We will describe the underlying principles of our approach, a prototype implementation, and report on our initial experience.

The paper is organized as follows. Section 2 outlines our goals. Section 3 discusses our technical approach both in terms of local controllers and of multi-agent systems. Section 4 reports on our prototype and on the experience we gained through it. Section 5 summarizes the mostly directly related work, and Section 6 concludes the paper.

2. Vision

Our vision is for an end-user to affect a remote physical environment through network interaction and action units. Ideally, a user needs an Internet connection, a robot unit, and the appropriate control software in order to accomplish remote manipulation tasks such as conducting an experiment in a remote facility. In order to achieve such objectives, we describe core technologies in networked robotics. Specifically, we investigate, implement, and evaluate agent-based software systems for the remote supervision of robotic manipulation tasks. Agents are software components that are autonomous, adaptable, reactive, knowledgeable, goal-oriented, flexible, learning, mobile, collaborative, and persistent [1,2]. Robot supervision achieves robot control through coarse-grained high-level directions, troubleshooting, and reprogramming. Manipulation tasks involve contact operations in which energy is exchanged between the robot and environment, resulting in a physical change in state of the environment, typically subject to force or kinematics constraints to prevent damage.

3. Technical Approach.

Our technical approach involves the following core technical elements:

  1. The local robot controller provides an API that is based on compliant control; such local functionality supports remote communication in that it allows the robot control to remain gentle and safe for its environment even in the presence of delays, jitter, and communication failures. The compliant control API encapsulates the intelligence needed to cope with long delays and with an imprecise modeling of unstructured physical environments. As a result, compliant control establishes predictable and safe robot behavior and allows higher-level distributed software components to reason about the robot even in the presence of poor communication properties. Presumption of such a controller defines the interface and the appropriate communications context and level of abstraction.
  2. The local API is wrapped into layers of increased abstraction (agents) that enable distributed and flexible operations. The agents implement supervisory control whereby the robot is directed through high-level, coarse-grained commands. Agents form a distributed system that operates over an underlying IP network. The platform supports agent mobility for evolvability, added fault-tolerance, and high end-to-end performance.

The rest of this section expands on the two complementary themes of compliant control and agent-based platforms.

==================================================

WHAT YOU WILL DO
1. According to the networked robotics text, how does robot supervision achieve robot control?
2. In the networked robotics text, swap "paper" for "article" throughout the stretch from "The paper is" through "concludes the paper.", and write out that stretch with the change.
3. Write the next part of the networked robotics text, picking up after its final sentence.
You won't need the records for this.

ENTRIES SHOWN
==================================================

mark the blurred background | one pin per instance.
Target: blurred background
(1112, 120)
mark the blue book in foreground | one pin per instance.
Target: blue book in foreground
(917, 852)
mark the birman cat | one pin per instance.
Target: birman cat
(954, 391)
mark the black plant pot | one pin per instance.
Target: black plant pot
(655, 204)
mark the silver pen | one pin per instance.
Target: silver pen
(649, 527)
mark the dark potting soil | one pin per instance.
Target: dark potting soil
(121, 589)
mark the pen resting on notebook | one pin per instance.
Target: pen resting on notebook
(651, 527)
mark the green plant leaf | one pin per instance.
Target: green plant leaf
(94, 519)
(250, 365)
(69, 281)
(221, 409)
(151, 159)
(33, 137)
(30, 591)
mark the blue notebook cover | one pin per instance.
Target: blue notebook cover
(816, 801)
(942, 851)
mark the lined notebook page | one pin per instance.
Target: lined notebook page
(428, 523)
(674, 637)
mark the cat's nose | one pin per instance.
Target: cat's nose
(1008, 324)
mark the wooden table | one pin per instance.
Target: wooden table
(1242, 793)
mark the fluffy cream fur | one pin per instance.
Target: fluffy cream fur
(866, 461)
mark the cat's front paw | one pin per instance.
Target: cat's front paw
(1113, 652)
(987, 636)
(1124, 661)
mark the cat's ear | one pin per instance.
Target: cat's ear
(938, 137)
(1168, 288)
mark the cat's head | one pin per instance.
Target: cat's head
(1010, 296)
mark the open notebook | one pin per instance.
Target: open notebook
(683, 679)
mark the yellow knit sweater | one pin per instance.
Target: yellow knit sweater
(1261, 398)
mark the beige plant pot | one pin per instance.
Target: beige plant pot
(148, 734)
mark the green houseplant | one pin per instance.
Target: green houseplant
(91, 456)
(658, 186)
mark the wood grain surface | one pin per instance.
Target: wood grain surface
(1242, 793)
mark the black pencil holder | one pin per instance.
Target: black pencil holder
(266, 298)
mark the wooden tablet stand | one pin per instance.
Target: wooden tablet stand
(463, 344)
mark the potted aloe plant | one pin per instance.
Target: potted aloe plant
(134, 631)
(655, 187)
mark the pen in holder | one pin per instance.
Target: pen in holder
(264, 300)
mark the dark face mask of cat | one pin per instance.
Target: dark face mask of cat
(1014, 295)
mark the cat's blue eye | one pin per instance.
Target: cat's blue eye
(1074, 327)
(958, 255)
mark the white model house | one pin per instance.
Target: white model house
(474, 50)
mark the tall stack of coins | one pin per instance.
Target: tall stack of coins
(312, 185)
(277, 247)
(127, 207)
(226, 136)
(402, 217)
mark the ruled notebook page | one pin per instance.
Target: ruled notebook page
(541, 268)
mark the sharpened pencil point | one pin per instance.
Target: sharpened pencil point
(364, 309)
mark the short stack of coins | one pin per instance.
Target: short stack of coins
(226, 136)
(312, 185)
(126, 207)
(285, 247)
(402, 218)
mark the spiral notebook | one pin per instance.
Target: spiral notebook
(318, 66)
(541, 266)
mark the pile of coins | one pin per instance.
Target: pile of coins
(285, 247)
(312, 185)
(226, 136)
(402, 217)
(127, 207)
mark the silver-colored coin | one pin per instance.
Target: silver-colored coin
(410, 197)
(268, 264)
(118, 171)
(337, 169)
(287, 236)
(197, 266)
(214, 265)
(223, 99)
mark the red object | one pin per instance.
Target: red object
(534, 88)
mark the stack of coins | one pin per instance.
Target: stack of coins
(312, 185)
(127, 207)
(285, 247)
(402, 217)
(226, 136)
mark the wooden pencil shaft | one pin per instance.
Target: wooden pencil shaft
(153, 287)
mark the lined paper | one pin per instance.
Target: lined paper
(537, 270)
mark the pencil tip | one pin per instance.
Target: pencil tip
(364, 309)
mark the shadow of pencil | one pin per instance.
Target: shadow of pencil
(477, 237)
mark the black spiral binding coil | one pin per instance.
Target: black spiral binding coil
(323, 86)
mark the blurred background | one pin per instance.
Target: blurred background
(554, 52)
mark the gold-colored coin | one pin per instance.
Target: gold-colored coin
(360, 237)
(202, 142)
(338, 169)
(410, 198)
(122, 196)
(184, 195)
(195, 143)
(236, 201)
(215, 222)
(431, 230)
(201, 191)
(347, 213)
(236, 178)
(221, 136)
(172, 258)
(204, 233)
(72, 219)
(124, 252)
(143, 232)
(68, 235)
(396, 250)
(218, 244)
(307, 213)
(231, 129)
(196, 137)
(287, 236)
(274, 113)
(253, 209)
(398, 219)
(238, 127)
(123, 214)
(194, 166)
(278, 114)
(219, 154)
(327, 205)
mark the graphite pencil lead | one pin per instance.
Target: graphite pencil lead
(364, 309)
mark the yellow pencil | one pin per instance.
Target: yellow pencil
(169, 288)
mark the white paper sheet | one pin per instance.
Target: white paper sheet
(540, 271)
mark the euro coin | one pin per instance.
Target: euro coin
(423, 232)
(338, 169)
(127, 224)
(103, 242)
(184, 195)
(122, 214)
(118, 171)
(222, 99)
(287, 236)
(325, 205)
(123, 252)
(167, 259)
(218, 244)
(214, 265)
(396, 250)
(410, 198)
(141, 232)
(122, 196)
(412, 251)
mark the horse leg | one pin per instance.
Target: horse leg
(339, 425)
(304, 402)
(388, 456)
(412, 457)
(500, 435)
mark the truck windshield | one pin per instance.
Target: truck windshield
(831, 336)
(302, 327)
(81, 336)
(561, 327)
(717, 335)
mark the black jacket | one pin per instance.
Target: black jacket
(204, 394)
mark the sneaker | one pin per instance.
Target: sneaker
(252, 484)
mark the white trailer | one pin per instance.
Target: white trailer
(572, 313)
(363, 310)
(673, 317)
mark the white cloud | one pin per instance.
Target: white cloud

==================================================

EXERCISE ANSWERS
1. Through coarse-grained high-level directions, troubleshooting, and reprogramming.

2.
The article is organized as follows. Section 2 outlines our goals. Section 3 discusses our technical approach both in terms of local controllers and of multi-agent systems. Section 4 reports on our prototype and on the experience we gained through it. Section 5 summarizes the mostly directly related work, and Section 6 concludes the article.

3.
Distributed Multi-Agent Supervision. This paper proposes an architecture for remote robotic control that utilizes sophisticated agents acting as intermediaries between the robot and the supervisor.  These agents are capable of moving from one computer to another autonomously as resource needs change or as degraded service is detected. Additionally, this abstraction permits a programmer to add new functionality that wraps up existent robotic functionality. This allows a supervisor to create and inject new methods that will control the robot without actually reprogramming the robot itself.

An outline of the architecture is presented in figure 1. In a nutshell, the building blocks have the following functionality. The Remote Procedure Call Stub’s (RPCS) are simple middleware stubs that run at the robot sites, interface with the local on-board robot controller and with network communication, and are usually provided by the manufacturer or easily built from the manufacturer’s specifications. The Robot Proxies (RP) provide a thin legacy layer between the manufacturer’s RPCS and the agent-based control system. The Virtual Robots (VR) are autonomous and interacting agents that control the robot units. The Virtual Supervisors (VS) are agents with which human experts or intelligent systems interact and that convey supervisory commands to the virtual robots. The Virtual Emergency Contacts (VEC) are agents that seek human experts in case of an emergency by messaging, paging, and the like. The look-up service keeps track of the services that are currently registered within the system. We next describe in more details the salient features of VR’s and VS’s.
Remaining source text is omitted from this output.